Directions for this task.
The full set of entries, reproduced exactly, is the expected answer.

[Records from a dataset]
Segment Open

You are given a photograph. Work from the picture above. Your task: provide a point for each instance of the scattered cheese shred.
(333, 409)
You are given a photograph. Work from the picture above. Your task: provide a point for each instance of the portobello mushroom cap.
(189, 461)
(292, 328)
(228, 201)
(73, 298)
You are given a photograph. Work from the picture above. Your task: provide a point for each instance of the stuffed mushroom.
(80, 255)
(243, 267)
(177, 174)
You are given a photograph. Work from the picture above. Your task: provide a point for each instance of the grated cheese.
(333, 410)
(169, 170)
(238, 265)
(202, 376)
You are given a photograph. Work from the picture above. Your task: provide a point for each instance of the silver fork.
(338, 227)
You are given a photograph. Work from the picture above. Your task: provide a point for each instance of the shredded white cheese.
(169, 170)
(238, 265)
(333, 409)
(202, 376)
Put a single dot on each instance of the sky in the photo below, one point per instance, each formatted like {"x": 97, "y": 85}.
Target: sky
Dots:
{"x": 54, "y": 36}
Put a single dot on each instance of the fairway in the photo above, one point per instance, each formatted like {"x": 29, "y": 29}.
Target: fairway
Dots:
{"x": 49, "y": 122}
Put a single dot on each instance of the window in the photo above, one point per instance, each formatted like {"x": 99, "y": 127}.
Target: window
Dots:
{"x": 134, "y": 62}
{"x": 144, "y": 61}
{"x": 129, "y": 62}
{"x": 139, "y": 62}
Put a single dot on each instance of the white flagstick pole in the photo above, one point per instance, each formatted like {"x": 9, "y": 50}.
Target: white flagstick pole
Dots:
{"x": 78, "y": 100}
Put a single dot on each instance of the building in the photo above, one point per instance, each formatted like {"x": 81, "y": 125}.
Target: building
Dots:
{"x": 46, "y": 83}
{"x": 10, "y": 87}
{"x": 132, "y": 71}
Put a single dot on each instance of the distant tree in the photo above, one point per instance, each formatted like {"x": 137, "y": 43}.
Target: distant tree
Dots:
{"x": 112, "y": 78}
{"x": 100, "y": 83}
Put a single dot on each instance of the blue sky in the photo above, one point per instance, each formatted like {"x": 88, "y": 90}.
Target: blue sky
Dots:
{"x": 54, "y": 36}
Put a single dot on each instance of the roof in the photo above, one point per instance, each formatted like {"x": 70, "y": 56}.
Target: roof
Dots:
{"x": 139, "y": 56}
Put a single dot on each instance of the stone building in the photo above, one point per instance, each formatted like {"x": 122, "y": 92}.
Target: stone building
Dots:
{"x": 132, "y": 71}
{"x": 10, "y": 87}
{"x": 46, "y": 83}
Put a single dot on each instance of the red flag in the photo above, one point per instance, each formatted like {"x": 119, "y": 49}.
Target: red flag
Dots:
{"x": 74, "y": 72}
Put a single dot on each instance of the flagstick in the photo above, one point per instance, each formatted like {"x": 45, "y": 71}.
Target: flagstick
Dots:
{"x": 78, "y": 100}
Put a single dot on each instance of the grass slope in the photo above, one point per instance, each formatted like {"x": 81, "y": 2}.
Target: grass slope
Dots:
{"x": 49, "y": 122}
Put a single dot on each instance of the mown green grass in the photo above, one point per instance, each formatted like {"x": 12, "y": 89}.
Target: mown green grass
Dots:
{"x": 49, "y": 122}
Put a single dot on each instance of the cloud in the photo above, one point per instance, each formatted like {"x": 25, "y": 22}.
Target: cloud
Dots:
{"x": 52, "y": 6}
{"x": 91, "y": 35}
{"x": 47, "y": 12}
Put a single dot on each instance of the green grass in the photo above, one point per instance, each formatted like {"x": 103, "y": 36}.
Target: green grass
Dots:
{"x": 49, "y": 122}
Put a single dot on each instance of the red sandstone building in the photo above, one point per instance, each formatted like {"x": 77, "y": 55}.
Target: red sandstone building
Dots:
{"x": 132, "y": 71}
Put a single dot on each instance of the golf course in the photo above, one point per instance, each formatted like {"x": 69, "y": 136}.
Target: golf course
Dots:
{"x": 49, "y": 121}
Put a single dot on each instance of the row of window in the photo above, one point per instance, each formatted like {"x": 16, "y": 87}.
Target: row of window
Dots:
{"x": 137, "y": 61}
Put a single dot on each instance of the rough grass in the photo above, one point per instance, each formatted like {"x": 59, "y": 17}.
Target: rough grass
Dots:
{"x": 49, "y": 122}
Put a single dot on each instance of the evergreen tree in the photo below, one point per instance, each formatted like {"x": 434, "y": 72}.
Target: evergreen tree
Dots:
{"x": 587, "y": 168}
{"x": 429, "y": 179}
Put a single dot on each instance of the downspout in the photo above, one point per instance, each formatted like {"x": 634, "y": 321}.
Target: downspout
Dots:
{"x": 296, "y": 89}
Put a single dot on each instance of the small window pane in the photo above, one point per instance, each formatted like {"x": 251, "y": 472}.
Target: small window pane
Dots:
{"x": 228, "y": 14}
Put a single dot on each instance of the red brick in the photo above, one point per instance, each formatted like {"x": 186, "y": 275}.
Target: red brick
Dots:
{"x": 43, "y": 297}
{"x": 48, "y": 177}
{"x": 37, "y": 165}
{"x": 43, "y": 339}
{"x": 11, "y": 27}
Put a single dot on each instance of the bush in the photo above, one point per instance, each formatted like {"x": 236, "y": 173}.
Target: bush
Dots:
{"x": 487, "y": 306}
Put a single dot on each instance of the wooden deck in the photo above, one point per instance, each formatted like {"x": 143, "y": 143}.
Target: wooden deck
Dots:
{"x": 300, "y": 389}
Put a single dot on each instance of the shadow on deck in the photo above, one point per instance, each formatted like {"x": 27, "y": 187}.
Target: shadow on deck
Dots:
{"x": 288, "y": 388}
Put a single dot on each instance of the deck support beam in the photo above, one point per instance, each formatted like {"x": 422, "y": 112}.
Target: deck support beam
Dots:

Segment Closed

Solution for this problem.
You are given a photograph. Work from the picture above. Your task: provide a point for each instance of the scattered cheese shred.
(333, 409)
You are given a photograph. Work from the picture above. Your task: provide a point for each instance of the portobello mushroom cap.
(189, 461)
(292, 328)
(228, 201)
(73, 298)
You are given a photograph. Work from the picture above. Your task: provide a point for each instance of the stuffed mushroom.
(80, 255)
(243, 267)
(177, 174)
You are given a photograph. Work from the picture above. Your task: provide a point for each instance of the grated cheese.
(333, 410)
(169, 170)
(238, 265)
(202, 376)
You are given a photograph. Work from the picture above. Your task: provide a point for each instance of the silver fork.
(338, 227)
You are given a photograph. Work from the picture above. Your task: provide a point for each instance of the shredded white cheese.
(169, 170)
(238, 265)
(333, 409)
(202, 376)
Put a single dot on each instance of the sky in the photo below, one point per instance, each formatted like {"x": 97, "y": 85}.
Target: sky
Dots:
{"x": 54, "y": 36}
Put a single dot on each instance of the fairway in the photo above, one point per instance, each formatted like {"x": 29, "y": 29}.
Target: fairway
Dots:
{"x": 49, "y": 122}
Put a single dot on each instance of the window in the photo above, one point per instance, each formatted like {"x": 99, "y": 127}.
Target: window
Dots:
{"x": 134, "y": 62}
{"x": 144, "y": 61}
{"x": 129, "y": 62}
{"x": 139, "y": 62}
Put a single dot on each instance of the white flagstick pole in the photo above, one point per instance, each formatted like {"x": 9, "y": 50}.
Target: white flagstick pole
Dots:
{"x": 78, "y": 100}
Put a single dot on each instance of the building in the photo above, one point per instance, each formatted like {"x": 81, "y": 125}.
Target: building
Dots:
{"x": 46, "y": 83}
{"x": 10, "y": 87}
{"x": 132, "y": 71}
Put a single dot on each instance of the distant tree in the photo above, one point per instance, each formatted like {"x": 137, "y": 43}.
Target: distant tree
Dots:
{"x": 112, "y": 78}
{"x": 100, "y": 83}
Put a single dot on each instance of the blue sky in the photo above, one point per instance, each formatted like {"x": 88, "y": 90}.
Target: blue sky
Dots:
{"x": 54, "y": 36}
Put a single dot on each instance of the roof in the photo above, one point per instance, each formatted like {"x": 70, "y": 56}.
Target: roof
Dots:
{"x": 139, "y": 56}
Put a single dot on each instance of the stone building in the photo above, one point per instance, each formatted like {"x": 122, "y": 92}.
Target: stone building
Dots:
{"x": 132, "y": 71}
{"x": 10, "y": 87}
{"x": 46, "y": 83}
Put a single dot on each instance of the red flag in the photo above, one point per instance, each formatted like {"x": 119, "y": 49}.
Target: red flag
Dots:
{"x": 74, "y": 72}
Put a single dot on each instance of the flagstick in the photo above, one point per instance, each formatted like {"x": 45, "y": 71}.
Target: flagstick
Dots:
{"x": 78, "y": 100}
Put a single dot on each instance of the grass slope in the photo above, one point per instance, each formatted like {"x": 81, "y": 2}.
Target: grass slope
Dots:
{"x": 49, "y": 122}
Put a single dot on each instance of the mown green grass in the photo above, one point per instance, each formatted like {"x": 12, "y": 89}.
Target: mown green grass
Dots:
{"x": 49, "y": 122}
Put a single dot on each instance of the cloud in the photo above, one point per instance, each formatted like {"x": 25, "y": 22}.
Target: cloud
Dots:
{"x": 52, "y": 6}
{"x": 91, "y": 35}
{"x": 47, "y": 12}
Put a single dot on each instance of the green grass in the photo above, one point per instance, each formatted like {"x": 103, "y": 36}.
Target: green grass
Dots:
{"x": 49, "y": 122}
Put a single dot on each instance of the red sandstone building in the photo above, one point per instance, each formatted like {"x": 77, "y": 55}.
Target: red sandstone building
Dots:
{"x": 132, "y": 71}
Put a single dot on each instance of the golf course in the photo above, one point per instance, each formatted like {"x": 69, "y": 136}.
Target: golf course
Dots:
{"x": 49, "y": 121}
Put a single dot on each instance of the row of window in the photo above, one point per instance, each formatted like {"x": 16, "y": 87}.
Target: row of window
Dots:
{"x": 137, "y": 61}
Put a single dot on each instance of the rough grass in the photo above, one point per instance, each formatted like {"x": 59, "y": 17}.
Target: rough grass
Dots:
{"x": 49, "y": 122}
Put a single dot on each instance of the evergreen tree in the photo below, one point per instance, each formatted like {"x": 434, "y": 72}.
Target: evergreen tree
Dots:
{"x": 587, "y": 168}
{"x": 429, "y": 179}
Put a single dot on each instance of the downspout in the photo above, one point per instance, each formatted like {"x": 634, "y": 321}.
Target: downspout
Dots:
{"x": 296, "y": 89}
Put a single dot on each instance of the small window pane in the photo above, one point per instance, each formatted like {"x": 251, "y": 472}.
Target: small window pane
Dots:
{"x": 228, "y": 14}
Put a single dot on each instance of the red brick in the photo above, one point per instance, each formatted like {"x": 186, "y": 275}.
Target: red brick
Dots:
{"x": 43, "y": 297}
{"x": 48, "y": 177}
{"x": 37, "y": 165}
{"x": 43, "y": 339}
{"x": 11, "y": 27}
Put a single dot on each instance of the bush in the photo above, one point per instance, each formatted like {"x": 236, "y": 173}.
Target: bush
Dots:
{"x": 487, "y": 306}
Put a single dot on each instance of the wooden deck in the photo above, one point per instance, each formatted like {"x": 143, "y": 143}.
Target: wooden deck
Dots:
{"x": 300, "y": 389}
Put a single dot on each instance of the shadow on deck in the photo above, one point per instance, each formatted like {"x": 27, "y": 187}.
Target: shadow on deck
Dots:
{"x": 288, "y": 388}
Put a single dot on each instance of the deck support beam in the photo above, one point per instance, each formatted like {"x": 422, "y": 112}.
Target: deck support beam
Dots:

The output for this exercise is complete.